### Task A
Arrange the entries, from the line containing "Please pick out the asphalt" through the end of the entries (both ends included), as a two-column CSV with the columns "prompt" and "points". Give one row per entry, holding its text and its answer, each in a single quoted field with line breaks replaced by spaces.
..........
Food deserts emerge from multiple overlapping causes: zoning decisions, neighbourhood disinvestment, inadequate public transit, and market dynamics in a highly concentrated grocery sector. Among these factors, restrictive property covenants are uniquely opaque. When a grocery chain vacates a location, it may register a covenant on the property title prohibiting future grocery use for decades[9]. A 2026 CBC Marketplace investigation found property controls registered by Loblaw, Sobeys, and Metro across Canada — including covenants that ban the sale of fresh food within five kilometres of a store[1]. We do not yet know the full scope of these practices in Regina. One of LENTIL's goals is to help find out.

Section 2

Common Questions, and What the Evidence Shows

“Food banks and charitable programs solve food insecurity.”

Low-cost or charitable food programs offer short-term relief but do not reduce household food insecurity because they do not address the root cause: financial strain[6].

“If income is the main driver, why focus on geography?”

Income and geography are not separate issues. They compound each other. Low-income households in food deserts face both price constraints and access constraints. A family with limited income and limited transportation options cannot comparison shop, buy in bulk, or take advantage of sales at distant stores.

Moreover, research suggests restrictive covenants may cluster in areas where communities have less political power to resist them, often the same low-income areas that would benefit most from competition and choice.

Addressing geography does not replace addressing income. But ignoring geography means ignoring a barrier that policy can directly address.
..........
### Task B
Translate this sentence from the passage on food deserts into Spanish: "Addressing geography does not replace addressing income."

[Coordinate annotation entries]
..........
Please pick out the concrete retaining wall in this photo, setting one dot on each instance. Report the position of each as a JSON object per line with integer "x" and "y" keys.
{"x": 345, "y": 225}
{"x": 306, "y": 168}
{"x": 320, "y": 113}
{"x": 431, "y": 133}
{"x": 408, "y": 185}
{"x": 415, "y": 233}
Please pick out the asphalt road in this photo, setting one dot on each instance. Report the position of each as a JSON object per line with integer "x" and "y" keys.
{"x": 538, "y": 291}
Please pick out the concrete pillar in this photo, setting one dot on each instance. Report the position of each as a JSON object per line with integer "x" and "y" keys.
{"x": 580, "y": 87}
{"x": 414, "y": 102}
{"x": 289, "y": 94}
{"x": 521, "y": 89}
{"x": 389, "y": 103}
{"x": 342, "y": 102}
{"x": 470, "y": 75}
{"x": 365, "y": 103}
..........
### Written answer A
prompt,points
"Please pick out the asphalt road in this photo, setting one dot on each instance. Report the position of each as a JSON object per line with integer ""x"" and ""y"" keys.","{""x"": 538, ""y"": 291}"
"Please pick out the concrete pillar in this photo, setting one dot on each instance. Report the position of each as a JSON object per line with integer ""x"" and ""y"" keys.","{""x"": 580, ""y"": 87} {""x"": 414, ""y"": 102} {""x"": 289, ""y"": 94} {""x"": 521, ""y"": 89} {""x"": 389, ""y"": 103} {""x"": 342, ""y"": 102} {""x"": 470, ""y"": 75} {""x"": 365, ""y"": 103}"

### Written answer B
Abordar la geografía no sustituye a abordar los ingresos.